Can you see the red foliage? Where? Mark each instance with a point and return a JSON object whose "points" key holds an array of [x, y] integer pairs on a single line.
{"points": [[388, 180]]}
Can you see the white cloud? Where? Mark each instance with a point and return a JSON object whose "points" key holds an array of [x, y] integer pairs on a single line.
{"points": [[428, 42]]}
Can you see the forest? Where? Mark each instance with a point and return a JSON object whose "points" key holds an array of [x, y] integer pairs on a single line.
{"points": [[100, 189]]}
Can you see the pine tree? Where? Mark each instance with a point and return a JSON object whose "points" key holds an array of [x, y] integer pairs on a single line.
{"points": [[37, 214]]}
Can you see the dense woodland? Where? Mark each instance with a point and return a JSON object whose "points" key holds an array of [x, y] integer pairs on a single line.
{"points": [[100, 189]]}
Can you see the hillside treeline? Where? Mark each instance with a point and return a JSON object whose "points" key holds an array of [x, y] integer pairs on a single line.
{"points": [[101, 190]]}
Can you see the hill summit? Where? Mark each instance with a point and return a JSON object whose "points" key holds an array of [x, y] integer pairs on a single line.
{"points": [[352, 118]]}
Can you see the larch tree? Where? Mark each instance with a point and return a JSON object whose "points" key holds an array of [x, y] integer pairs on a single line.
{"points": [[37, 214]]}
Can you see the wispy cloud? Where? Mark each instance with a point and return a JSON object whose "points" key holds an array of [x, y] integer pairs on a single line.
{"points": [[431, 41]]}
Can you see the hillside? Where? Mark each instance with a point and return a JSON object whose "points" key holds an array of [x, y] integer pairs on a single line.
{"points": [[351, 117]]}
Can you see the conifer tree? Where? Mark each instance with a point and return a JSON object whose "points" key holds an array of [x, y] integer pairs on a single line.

--- The request ---
All records above must be set down exactly, please.

--- Solved exercise ---
Can you see the red foliage? Where? Mark each instance with a point and return a JSON object whose "points" key holds an array of [x, y] integer pairs on a single line.
{"points": [[388, 180]]}
Can you see the white cloud? Where? Mark each instance with a point and return a JSON object whose "points" key holds an array of [x, y] integer pairs on a single line.
{"points": [[428, 42]]}
Can you see the forest? Where? Mark each instance with a point and return a JSON object whose "points" key holds an array of [x, y] integer pairs on a single line.
{"points": [[100, 189]]}
Can you see the pine tree? Where? Mark each instance with a point and return a JSON object whose "points" key holds an array of [x, y] integer pairs on a single line.
{"points": [[37, 214]]}
Can you see the dense woodland? Where? Mark each instance with a point and return a JSON object whose "points" key holds an array of [x, y] integer pairs on a single line.
{"points": [[100, 189]]}
Can you see the hillside treeline? Where? Mark each instance with a point and return a JSON object whose "points" key holds an array of [x, y] integer pairs on a single line.
{"points": [[101, 190]]}
Can you see the hill summit? Where? Mark each instance with a point and return a JSON object whose "points" key holds an array of [x, y] integer pairs on a single line.
{"points": [[352, 118]]}
Can you see the larch tree? Where? Mark each instance with a point and return a JSON object whose "points" key holds an array of [x, y] integer pairs on a single line.
{"points": [[37, 214]]}
Can you see the wispy cloud? Where? Mark each instance with a point and return a JSON object whose "points" key holds an array of [x, y] integer pairs on a single line.
{"points": [[431, 41]]}
Can you see the hillside? Where? Mark each instance with a point and return a JSON object whose "points" key holds an array of [x, y] integer pairs on a single line.
{"points": [[351, 117]]}
Can you see the conifer tree? Where? Mark each instance with a point and return a JSON object whose "points" key holds an array of [x, y] integer pairs on a single line.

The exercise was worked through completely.